SELECTED EXTRACT »

[ 
https://issues.apache.org/jira/browse/SPARK-44132?page=com.atlassian.jira.plugin.system.issuetabpanels:all-tabpanel
 ]

Steven Aerts updated SPARK-44132:
---------------------------------
    Description: 
We are seeing issues with the code generator when querying java bean encoded 
data with 2 nested joins.
{code:java}
dsA.join(dsB, seq("id"), "full_outer").join(dsC, seq("id"), "full_outer"); 
{code}
will generate invalid code in the code generator.  And can depending on the 
data used generate stack traces like:
{code:java}
 Caused by: java.lang.NullPointerException
        at 
org.apache.spark.sql.catalyst.expressions.GeneratedClass$GeneratedIteratorForCodegenStage6.smj_consumeFullOuterJoinRow_0$(Unknown
 Source)
        at 
org.apache.spark.sql.catalyst.expressions.GeneratedClass$GeneratedIteratorForCodegenStage6.wholestagecodegen_findNextJoinRows_0$(Unknown
 Source)
        at 
org.apache.spark.sql.catalyst.expressions.GeneratedClass$GeneratedIteratorForCodegenStage6.processNext(Unknown
 Source)
        at 
org.apache.spark.sql.execution.BufferedRowIterator.hasNext(BufferedRowIterator.java:43)
{code}
Or:
{code:java}
 Caused by: java.lang.AssertionError: index (2) should < 2
        at 
org.apache.spark.sql.catalyst.expressions.UnsafeRow.assertIndexIsValid(UnsafeRow.java:118)
        at 
org.apache.spark.sql.catalyst.expressions.UnsafeRow.isNullAt(UnsafeRow.java:315)
        at 
org.apache.spark.sql.catalyst.expressions.GeneratedClass$GeneratedIteratorForCodegenStage6.smj_consumeFullOuterJoinRow_0$(Unknown
 Source)
        at 
org.apache.spark.sql.catalyst.expressions.GeneratedClass$GeneratedIteratorForCodegenStage6.processNext(Unknown
 Source)
        at 
org.apache.spark.sql.execution.BufferedRowIterator.hasNext(BufferedRowIterator.java:43)

PROVIDED DATA »
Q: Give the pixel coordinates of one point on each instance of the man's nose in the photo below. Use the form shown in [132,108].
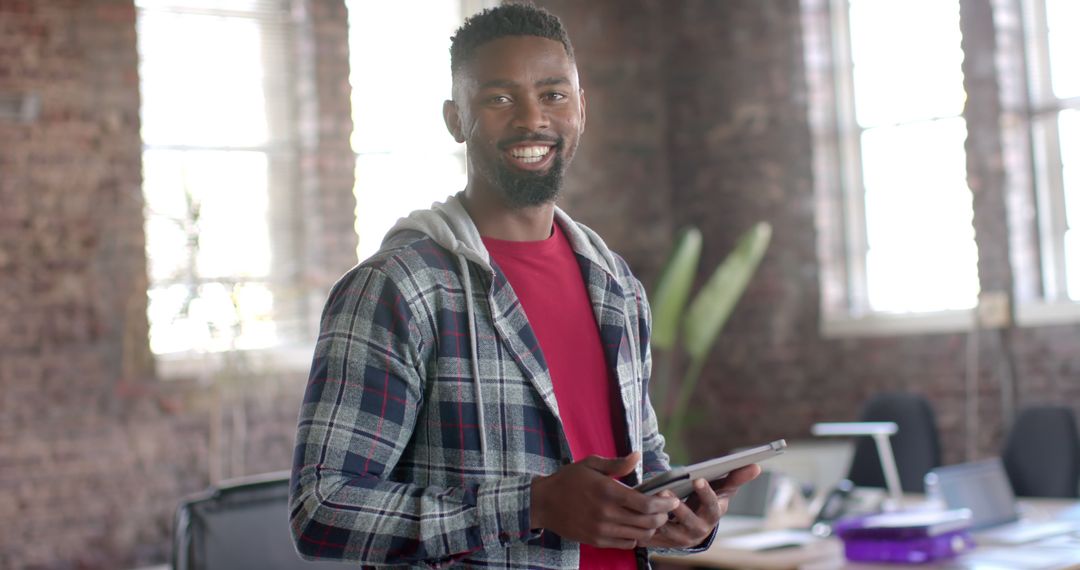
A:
[530,116]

DESCRIPTION OF THE TASK » According to the Spark issue description, what kind of data is being queried when the code generator problems appear?

EXPECTED OUTPUT » Java bean encoded data queried with two nested joins.